▶ **PROBLEM TO SOLVE**
Exact repetition is required: reproduce every line of the data.

(Point-per-instance localization data)
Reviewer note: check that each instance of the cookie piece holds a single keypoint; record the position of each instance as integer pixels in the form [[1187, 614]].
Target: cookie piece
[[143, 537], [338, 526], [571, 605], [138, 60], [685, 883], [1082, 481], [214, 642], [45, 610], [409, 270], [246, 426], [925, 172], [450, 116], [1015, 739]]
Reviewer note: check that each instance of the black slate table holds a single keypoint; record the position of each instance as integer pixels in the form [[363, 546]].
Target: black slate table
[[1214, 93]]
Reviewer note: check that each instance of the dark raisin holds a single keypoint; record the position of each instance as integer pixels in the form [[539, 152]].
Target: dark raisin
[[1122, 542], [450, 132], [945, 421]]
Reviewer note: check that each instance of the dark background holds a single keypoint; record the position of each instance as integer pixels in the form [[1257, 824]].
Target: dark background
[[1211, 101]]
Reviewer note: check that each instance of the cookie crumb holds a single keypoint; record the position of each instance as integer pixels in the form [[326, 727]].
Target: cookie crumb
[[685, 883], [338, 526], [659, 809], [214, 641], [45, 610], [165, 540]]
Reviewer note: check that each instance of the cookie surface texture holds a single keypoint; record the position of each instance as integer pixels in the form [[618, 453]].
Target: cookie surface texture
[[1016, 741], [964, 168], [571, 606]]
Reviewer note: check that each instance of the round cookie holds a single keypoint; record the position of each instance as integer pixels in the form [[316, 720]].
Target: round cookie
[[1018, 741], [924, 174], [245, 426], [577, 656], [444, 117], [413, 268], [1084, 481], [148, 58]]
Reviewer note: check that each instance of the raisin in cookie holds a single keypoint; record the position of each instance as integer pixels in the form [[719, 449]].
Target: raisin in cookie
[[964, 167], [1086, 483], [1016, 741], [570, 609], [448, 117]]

▶ **YOUR RESPONSE**
Reviewer note: check that each instance of the cookie piece holds a single keypoint; record the position of each instance as integer pixels in the form [[1187, 614]].
Target: cookie piece
[[143, 537], [338, 526], [571, 605], [138, 60], [685, 883], [1082, 481], [214, 642], [45, 610], [409, 270], [246, 426], [925, 172], [450, 116], [1015, 739]]
Reviewer note: check that each instance of the black slate table holds a single keypoint; record the position of each instance as integer pixels in the form [[363, 546]].
Target: black slate table
[[1214, 93]]
Reviewer note: check that each instance of the dark raisin holds a single keypoint; record the position of each instance as integer pixels in the form [[539, 152]].
Target: dark raisin
[[1122, 542], [450, 132], [945, 421]]
Reviewer note: check that each instance of the dark background holds a single keypoint; record the position of each instance as integer pixels in the form [[1257, 824]].
Target: dark background
[[1211, 101]]
Reviewer note: check that each instance of the cookie crumb holds a single keypoint; record the position of each instance as integer pixels in the form [[326, 727]].
Target: cookie crumb
[[685, 883], [338, 526], [659, 809], [214, 641], [45, 610], [165, 540]]
Reviewer note: check that each instance of the cookie surface texture holds a single keypoint; record the position of each instance as integer pixels in the form [[618, 453]].
Target: cookie surface texture
[[1016, 741], [964, 168], [571, 606]]
Reviewer note: check that each instance of the round cookie holds a single keypoint; record the position of each instance as integer pixels in the form [[316, 720]].
Target: round cookie
[[1018, 741], [924, 174], [245, 426], [577, 656], [444, 117], [413, 268], [1084, 481], [148, 58]]
Reviewer note: check that each instance of the raisin in cookie holds a single keypoint; record the position of each instance as integer pixels in the form [[719, 449]].
Target: raisin in cookie
[[964, 167], [1086, 483], [1016, 741], [570, 609], [448, 117]]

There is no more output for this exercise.